= TASKS TO PERFORM =
a. Answer these questions using the passage on Latin America's housing:
(i) What share of Latin Americans is expected to live in urban areas in 2050?
(ii) Which organization estimates the size of Latin America's housing deficit?
(iii) How many houses in the region are described as not fit for purpose?
b. Reproduce the passage on Latin America's housing word for word, from "Latin America is" up to and including "more non-traditional governments.".

--- TEXT SEGMENT ---

Latin America is changing. Over the past 50 years its population has more than doubled while it went from being an agricultural society to one of the most urban places on earth. That urbanisation continues apace, with 90% of Latin Americans expected to live in urban areas in 2050 up from 81% today. Just as important – though harder for investors to measure – are the massive cultural changes reshaping the region. Traditional extended family hierarchies are being replaced by smaller households, while socially-progressive views on issues such as sustainability and income equality have led to the election of more non-traditional governments.
Many of those changes are positive, helping to create a richer and fairer Latin America. But the massive population boom exposed a shortfall of housing in the region. The Inter-American Development Bank estimates that Latin America’s housing deficit stands at 23 missing million units plus a further 43 million houses that aren’t fit for purpose. The first figure refers to the quantitative shortfall – that is to say, the number of houses lacking in the region. While the second figure, refers to the qualitative shortfall – which is the number of houses that need to be built to replace current dwellings that are unsafe or unhealthy. The second number is so large because Latin America’s chaotic population explosion and poorly-planned urbanisation led to lots of poor-quality housing.

--- DATA PROVIDED ---

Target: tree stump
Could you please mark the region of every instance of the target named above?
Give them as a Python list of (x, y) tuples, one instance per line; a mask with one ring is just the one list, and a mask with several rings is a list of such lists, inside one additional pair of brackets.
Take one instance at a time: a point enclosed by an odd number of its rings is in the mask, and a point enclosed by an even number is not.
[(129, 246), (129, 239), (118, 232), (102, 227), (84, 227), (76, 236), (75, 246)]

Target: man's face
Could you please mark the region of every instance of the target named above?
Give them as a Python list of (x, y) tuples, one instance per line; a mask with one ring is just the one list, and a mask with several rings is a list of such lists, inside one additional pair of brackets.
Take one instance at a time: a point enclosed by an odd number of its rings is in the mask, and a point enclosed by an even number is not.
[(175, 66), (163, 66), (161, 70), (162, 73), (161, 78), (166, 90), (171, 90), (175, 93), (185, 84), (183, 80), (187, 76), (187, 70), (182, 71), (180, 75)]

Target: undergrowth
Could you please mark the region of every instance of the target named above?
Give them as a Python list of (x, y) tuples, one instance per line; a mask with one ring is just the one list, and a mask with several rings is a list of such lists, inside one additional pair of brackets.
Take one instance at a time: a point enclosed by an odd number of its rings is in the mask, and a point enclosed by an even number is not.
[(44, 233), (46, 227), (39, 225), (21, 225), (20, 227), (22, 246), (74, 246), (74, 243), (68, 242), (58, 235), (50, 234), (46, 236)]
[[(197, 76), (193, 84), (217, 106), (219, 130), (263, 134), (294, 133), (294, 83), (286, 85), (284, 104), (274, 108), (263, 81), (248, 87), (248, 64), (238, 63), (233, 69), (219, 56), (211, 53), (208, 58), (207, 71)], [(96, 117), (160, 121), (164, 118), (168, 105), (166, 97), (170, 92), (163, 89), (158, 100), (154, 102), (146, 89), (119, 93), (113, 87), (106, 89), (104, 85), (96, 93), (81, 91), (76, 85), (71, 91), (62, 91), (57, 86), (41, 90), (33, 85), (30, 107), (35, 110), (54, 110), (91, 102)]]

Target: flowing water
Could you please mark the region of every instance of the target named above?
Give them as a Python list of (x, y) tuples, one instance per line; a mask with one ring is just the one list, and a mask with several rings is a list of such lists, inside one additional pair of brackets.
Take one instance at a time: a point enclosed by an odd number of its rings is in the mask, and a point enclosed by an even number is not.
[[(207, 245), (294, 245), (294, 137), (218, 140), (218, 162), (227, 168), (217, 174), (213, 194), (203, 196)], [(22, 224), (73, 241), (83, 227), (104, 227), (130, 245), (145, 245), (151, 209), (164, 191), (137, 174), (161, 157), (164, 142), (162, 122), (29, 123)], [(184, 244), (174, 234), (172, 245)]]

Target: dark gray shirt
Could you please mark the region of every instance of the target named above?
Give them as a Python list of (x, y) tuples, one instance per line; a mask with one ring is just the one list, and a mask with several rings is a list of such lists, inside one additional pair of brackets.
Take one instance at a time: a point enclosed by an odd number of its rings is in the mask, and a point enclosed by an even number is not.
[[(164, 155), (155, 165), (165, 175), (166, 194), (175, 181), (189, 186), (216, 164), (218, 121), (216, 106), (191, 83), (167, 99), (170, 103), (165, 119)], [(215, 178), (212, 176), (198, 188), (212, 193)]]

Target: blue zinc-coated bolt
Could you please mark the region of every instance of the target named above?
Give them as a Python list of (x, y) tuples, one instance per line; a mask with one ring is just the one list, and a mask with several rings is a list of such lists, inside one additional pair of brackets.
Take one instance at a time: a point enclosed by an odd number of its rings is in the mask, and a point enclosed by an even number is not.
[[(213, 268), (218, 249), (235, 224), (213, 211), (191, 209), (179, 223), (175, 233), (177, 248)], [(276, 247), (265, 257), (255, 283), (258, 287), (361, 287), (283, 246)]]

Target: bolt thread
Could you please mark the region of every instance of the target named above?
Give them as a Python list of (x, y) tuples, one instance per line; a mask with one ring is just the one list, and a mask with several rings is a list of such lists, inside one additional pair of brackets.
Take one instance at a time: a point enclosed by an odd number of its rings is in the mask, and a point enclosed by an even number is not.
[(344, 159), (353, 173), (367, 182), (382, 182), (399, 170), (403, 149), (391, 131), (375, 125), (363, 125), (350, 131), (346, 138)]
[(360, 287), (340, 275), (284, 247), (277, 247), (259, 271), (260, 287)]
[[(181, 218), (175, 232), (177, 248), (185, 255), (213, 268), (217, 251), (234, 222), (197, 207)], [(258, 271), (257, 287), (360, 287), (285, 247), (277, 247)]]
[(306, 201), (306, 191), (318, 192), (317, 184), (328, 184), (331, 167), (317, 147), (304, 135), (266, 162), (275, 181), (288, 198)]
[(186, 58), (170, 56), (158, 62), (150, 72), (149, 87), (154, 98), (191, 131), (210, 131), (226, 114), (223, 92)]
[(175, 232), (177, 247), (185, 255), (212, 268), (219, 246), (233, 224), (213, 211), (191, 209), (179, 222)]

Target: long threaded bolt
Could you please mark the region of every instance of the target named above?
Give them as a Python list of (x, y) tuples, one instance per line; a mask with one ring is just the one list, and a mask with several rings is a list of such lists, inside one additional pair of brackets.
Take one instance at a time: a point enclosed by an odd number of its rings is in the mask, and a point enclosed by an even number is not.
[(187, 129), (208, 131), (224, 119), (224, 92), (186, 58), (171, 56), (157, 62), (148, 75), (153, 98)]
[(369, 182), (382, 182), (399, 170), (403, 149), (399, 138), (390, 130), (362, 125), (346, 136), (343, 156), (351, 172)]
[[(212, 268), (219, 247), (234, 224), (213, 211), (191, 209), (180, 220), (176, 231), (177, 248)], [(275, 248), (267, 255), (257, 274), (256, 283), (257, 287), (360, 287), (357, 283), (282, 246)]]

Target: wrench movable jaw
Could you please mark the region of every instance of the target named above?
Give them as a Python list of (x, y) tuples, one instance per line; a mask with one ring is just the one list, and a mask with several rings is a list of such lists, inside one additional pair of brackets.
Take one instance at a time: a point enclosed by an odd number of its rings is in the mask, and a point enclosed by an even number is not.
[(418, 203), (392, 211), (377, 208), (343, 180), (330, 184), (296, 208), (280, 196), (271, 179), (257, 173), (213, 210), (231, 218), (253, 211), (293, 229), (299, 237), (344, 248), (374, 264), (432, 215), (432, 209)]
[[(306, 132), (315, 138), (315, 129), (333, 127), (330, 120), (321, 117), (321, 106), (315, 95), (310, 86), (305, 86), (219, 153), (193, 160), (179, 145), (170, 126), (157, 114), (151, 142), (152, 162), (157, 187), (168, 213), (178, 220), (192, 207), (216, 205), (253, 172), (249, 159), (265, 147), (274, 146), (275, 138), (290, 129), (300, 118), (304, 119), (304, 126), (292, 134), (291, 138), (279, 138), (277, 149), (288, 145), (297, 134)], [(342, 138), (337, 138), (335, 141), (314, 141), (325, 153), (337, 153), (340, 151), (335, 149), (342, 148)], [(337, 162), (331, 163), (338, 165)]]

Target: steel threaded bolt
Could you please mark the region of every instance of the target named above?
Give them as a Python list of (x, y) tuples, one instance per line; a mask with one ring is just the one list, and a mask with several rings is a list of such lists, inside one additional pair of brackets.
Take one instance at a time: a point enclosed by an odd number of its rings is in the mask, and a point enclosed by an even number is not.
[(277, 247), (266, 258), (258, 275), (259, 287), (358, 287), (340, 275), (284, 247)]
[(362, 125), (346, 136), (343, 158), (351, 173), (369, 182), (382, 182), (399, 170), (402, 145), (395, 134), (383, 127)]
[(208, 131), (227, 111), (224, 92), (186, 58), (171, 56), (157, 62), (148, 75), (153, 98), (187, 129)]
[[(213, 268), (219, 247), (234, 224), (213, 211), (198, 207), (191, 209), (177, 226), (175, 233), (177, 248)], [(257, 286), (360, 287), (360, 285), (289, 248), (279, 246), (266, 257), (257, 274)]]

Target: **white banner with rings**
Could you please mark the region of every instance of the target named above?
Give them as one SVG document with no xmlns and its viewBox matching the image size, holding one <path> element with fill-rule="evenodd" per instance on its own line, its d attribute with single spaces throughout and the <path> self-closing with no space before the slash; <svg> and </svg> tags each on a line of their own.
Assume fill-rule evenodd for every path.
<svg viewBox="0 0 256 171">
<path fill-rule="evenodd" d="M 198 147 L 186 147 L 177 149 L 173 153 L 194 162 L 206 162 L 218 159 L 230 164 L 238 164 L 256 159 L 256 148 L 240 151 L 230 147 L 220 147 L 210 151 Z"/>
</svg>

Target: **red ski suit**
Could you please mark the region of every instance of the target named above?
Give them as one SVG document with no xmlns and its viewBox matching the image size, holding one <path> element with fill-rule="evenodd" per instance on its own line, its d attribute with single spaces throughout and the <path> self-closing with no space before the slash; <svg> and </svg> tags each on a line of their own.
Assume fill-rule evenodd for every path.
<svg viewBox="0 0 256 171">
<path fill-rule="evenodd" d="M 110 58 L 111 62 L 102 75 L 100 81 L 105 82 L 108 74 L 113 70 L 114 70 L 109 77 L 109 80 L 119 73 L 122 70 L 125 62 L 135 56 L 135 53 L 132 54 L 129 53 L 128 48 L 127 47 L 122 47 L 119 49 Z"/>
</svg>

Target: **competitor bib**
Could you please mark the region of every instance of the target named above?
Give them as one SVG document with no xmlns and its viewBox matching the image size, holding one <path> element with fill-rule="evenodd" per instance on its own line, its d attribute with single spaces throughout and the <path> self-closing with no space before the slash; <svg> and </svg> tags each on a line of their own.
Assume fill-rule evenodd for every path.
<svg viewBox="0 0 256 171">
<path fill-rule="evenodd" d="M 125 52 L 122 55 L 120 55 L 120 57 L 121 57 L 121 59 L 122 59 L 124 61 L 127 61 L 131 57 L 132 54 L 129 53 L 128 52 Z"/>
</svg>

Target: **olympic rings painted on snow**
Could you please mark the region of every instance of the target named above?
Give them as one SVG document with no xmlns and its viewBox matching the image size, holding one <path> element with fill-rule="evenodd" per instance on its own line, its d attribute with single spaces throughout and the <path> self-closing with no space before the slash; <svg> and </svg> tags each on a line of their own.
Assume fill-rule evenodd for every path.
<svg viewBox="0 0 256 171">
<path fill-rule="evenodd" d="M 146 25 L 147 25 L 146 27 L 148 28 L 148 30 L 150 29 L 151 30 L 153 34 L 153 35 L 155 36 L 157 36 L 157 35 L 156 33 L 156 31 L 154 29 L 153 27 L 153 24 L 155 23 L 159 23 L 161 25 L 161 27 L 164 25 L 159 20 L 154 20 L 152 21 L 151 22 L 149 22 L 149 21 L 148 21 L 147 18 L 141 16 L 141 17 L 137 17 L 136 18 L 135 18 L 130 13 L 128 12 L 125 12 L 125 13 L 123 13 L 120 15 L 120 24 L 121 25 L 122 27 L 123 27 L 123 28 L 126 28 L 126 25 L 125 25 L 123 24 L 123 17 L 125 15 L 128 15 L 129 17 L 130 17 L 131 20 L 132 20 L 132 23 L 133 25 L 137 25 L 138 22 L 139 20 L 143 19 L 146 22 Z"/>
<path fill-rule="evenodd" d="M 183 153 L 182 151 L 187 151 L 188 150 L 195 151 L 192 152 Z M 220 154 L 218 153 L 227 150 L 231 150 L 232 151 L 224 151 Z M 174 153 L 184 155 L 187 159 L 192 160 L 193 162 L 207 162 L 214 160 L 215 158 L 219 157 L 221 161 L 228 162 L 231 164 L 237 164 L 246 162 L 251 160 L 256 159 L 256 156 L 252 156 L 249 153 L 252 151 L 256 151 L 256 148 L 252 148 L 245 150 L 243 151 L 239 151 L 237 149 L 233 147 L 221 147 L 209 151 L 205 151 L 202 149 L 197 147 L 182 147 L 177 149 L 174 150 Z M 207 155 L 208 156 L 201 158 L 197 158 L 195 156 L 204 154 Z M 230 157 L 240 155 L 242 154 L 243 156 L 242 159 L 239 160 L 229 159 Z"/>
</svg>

---

= TASK SOLUTIONS =
a.
(i) 90%
(ii) The Inter-American Development Bank
(iii) 43 million

b.
Latin America is changing. Over the past 50 years its population has more than doubled while it went from being an agricultural society to one of the most urban places on earth. That urbanisation continues apace, with 90% of Latin Americans expected to live in urban areas in 2050 up from 81% today. Just as important – though harder for investors to measure – are the massive cultural changes reshaping the region. Traditional extended family hierarchies are being replaced by smaller households, while socially-progressive views on issues such as sustainability and income equality have led to the election of more non-traditional governments.